■ Given instruction ■
Gather every line in the records below that contains the word "side".

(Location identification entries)
══════
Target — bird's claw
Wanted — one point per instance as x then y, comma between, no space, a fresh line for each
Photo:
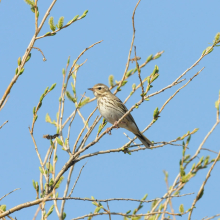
108,130
115,125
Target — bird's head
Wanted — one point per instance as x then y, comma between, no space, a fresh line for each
100,90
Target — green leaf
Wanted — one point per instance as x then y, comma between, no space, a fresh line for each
153,203
156,113
60,22
217,38
145,196
3,208
129,73
209,50
181,209
182,172
217,105
52,87
50,210
206,160
51,23
155,77
186,157
97,209
64,215
34,109
70,97
59,141
59,182
185,178
124,82
49,166
195,130
201,194
111,80
84,14
75,18
30,2
73,88
47,118
156,70
21,71
68,60
41,170
157,56
34,184
86,11
28,57
149,58
19,61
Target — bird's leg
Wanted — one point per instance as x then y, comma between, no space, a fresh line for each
108,130
115,125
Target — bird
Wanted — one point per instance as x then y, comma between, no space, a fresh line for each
112,109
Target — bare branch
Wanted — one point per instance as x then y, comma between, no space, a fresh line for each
44,58
201,190
9,193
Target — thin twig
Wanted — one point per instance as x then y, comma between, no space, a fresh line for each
44,58
76,180
8,193
128,215
209,150
24,58
47,198
132,43
139,73
201,190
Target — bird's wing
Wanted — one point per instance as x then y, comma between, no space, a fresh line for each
123,110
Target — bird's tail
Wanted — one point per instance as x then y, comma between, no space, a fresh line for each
144,140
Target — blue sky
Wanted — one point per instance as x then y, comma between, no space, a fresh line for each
183,29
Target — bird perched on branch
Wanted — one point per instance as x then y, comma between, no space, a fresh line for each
112,109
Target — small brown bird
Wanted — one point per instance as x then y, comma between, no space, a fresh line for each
112,109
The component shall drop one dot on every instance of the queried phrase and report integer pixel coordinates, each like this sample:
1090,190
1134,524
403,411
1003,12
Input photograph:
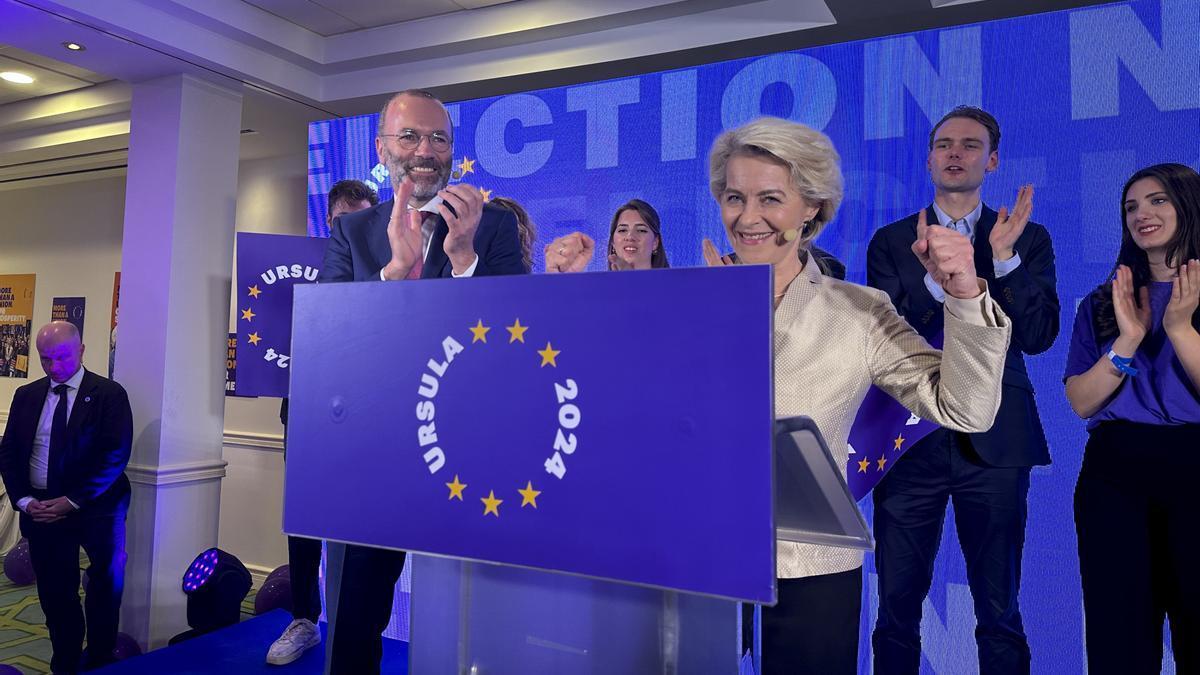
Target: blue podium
582,466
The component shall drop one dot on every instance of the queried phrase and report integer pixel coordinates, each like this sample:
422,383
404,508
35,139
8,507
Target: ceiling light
16,77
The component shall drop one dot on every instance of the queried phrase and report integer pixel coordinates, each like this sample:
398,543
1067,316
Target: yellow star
479,332
547,356
529,496
516,332
491,505
456,488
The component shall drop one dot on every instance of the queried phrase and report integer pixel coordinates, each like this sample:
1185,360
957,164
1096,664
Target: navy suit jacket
1030,298
90,471
358,246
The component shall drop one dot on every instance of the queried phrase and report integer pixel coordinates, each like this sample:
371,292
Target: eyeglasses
409,139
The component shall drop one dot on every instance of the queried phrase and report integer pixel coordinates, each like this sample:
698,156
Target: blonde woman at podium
778,184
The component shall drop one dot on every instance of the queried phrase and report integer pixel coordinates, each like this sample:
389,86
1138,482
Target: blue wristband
1122,363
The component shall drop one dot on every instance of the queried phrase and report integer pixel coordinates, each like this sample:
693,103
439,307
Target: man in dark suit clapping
429,230
985,475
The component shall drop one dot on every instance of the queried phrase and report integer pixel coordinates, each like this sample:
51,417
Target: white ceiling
49,76
334,17
301,60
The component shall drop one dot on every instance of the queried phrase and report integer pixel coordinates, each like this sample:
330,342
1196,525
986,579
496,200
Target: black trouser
304,568
989,513
304,559
364,609
1139,554
814,626
54,550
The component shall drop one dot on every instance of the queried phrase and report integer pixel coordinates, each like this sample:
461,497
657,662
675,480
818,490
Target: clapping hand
1185,299
948,257
1133,317
570,252
462,207
713,257
1009,225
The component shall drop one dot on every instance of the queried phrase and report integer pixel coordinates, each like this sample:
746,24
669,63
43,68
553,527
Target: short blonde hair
808,154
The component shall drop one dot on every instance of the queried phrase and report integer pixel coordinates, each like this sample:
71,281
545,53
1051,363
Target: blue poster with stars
269,267
613,425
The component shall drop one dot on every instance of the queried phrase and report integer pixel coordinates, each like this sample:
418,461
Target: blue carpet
243,649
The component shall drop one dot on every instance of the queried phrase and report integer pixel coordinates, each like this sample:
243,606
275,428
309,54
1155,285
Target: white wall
271,197
70,236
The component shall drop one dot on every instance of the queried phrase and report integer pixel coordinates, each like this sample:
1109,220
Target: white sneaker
299,637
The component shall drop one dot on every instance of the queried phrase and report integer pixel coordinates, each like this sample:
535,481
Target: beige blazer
834,339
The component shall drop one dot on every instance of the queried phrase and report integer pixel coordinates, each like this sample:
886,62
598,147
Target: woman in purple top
1133,371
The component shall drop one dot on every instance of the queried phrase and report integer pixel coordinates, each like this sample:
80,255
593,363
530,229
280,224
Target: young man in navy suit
985,475
430,230
304,554
63,458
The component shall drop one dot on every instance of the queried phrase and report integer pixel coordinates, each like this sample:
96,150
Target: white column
177,258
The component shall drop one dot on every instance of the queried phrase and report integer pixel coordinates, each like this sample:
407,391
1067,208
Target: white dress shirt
966,225
431,207
40,457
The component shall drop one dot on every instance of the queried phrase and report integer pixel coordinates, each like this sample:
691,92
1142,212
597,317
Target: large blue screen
1084,99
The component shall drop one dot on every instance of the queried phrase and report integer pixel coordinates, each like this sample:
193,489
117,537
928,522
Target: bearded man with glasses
429,230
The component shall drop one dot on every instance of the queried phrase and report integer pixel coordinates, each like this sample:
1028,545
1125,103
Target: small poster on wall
16,323
112,326
232,365
70,310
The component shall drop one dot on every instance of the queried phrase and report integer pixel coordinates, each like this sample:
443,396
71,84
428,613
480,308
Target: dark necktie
58,438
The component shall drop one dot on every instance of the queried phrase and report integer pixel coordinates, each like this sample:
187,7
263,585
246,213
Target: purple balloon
126,646
18,567
275,593
281,571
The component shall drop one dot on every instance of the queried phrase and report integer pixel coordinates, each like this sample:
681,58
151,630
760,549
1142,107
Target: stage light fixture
16,77
215,585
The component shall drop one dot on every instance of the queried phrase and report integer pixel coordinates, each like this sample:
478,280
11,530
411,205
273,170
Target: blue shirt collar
971,219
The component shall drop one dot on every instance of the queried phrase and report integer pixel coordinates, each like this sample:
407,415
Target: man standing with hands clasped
985,475
63,459
427,231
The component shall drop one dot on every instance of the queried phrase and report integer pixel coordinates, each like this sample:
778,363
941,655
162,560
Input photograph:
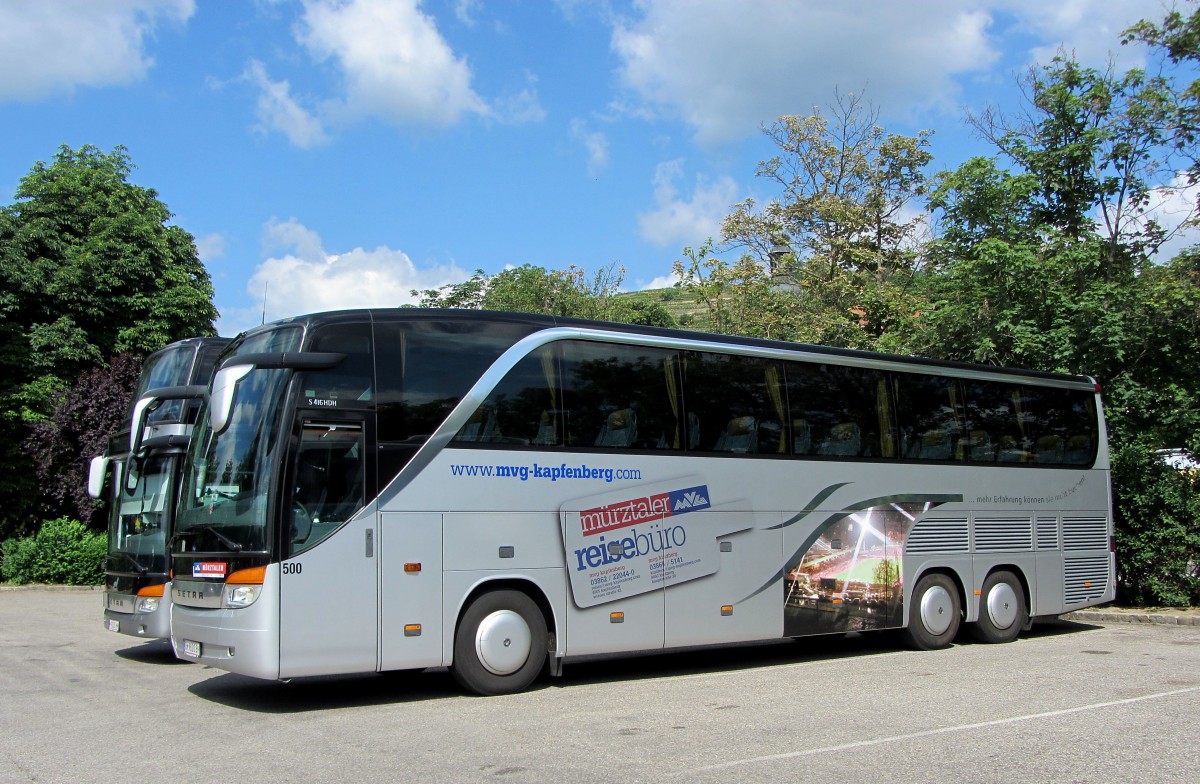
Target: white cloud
1173,207
300,276
729,67
661,281
210,246
394,63
54,47
1089,29
685,221
521,107
277,111
595,143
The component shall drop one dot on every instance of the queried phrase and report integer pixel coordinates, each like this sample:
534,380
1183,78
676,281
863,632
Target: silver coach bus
142,491
495,492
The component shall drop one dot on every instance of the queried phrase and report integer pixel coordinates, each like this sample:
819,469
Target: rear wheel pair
937,611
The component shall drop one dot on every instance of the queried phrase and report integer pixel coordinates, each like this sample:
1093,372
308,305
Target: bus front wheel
501,644
1002,612
935,615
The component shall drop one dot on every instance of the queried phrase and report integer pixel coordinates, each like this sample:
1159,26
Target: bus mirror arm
151,400
96,476
239,365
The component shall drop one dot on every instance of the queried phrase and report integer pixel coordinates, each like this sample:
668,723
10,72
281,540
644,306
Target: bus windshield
138,525
229,474
167,367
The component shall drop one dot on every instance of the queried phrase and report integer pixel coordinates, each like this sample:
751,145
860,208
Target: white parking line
940,730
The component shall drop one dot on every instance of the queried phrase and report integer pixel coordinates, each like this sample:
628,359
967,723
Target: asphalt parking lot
1069,701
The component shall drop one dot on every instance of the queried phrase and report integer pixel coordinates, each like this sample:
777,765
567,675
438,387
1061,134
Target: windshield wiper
131,560
215,531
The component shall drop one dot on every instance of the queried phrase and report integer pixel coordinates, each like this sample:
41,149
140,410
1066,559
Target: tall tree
840,233
95,407
89,268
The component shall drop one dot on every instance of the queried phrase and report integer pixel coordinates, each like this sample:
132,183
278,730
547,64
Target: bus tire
935,615
1002,611
501,644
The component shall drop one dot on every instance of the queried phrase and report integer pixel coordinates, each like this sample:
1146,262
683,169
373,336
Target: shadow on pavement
329,693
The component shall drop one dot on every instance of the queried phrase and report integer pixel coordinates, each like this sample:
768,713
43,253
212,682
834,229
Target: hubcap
503,642
936,610
1002,605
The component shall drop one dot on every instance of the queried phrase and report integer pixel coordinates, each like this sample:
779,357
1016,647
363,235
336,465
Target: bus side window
619,398
328,486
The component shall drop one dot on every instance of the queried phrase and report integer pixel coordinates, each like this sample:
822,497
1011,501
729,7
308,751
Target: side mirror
225,383
154,399
96,472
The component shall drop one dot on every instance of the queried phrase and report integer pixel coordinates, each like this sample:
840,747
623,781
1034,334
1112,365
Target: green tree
1049,267
839,240
535,289
89,268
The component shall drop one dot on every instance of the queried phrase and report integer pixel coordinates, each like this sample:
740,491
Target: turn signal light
255,575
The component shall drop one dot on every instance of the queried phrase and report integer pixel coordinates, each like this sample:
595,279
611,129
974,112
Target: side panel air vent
940,536
1003,534
1085,579
1048,533
1085,533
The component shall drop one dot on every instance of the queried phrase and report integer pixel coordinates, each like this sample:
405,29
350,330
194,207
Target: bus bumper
127,614
245,641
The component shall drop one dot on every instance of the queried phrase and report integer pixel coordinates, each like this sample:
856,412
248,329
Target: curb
1101,616
59,588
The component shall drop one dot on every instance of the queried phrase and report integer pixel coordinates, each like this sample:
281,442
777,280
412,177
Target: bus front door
328,585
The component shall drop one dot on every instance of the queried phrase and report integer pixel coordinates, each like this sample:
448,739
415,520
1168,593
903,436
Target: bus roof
549,322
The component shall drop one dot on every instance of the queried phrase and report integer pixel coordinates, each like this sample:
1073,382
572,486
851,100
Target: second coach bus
492,492
142,490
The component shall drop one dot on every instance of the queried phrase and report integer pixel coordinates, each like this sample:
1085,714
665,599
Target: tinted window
735,404
425,367
621,396
351,383
526,407
930,418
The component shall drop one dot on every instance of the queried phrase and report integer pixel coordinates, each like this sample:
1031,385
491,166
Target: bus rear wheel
1002,611
935,615
501,644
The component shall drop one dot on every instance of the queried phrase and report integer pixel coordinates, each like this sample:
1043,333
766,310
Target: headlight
240,596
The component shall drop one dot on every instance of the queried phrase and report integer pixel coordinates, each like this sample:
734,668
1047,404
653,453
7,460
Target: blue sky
341,153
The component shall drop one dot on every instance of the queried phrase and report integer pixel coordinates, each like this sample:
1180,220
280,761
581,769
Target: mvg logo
689,500
647,509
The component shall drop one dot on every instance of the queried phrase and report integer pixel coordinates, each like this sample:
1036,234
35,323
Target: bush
1157,521
64,551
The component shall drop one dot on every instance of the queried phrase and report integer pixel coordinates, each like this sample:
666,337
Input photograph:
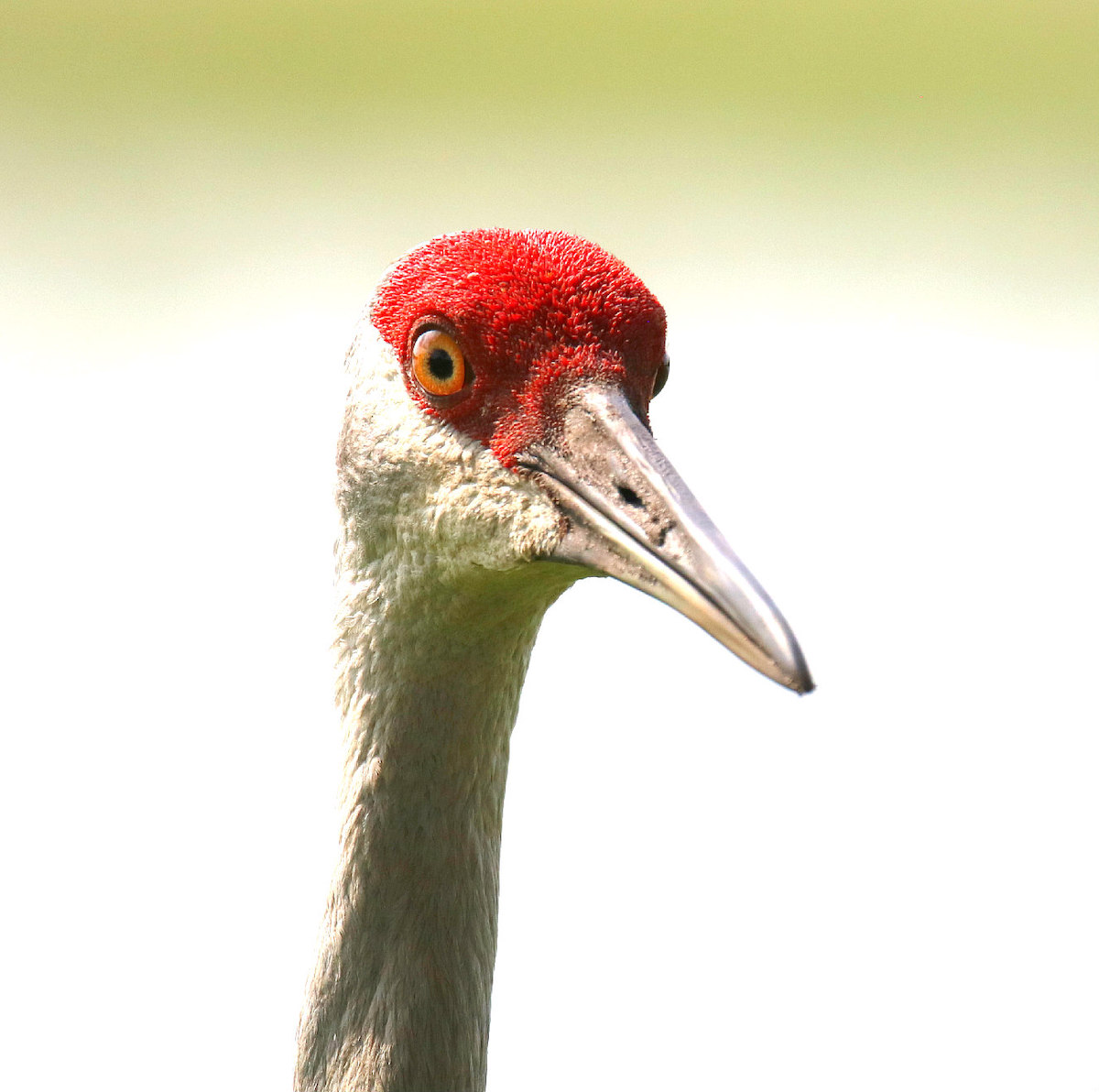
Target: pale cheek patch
══════
■ Answer to this problem ■
Target: bus side window
Target: side mirror
Target: side panel air vent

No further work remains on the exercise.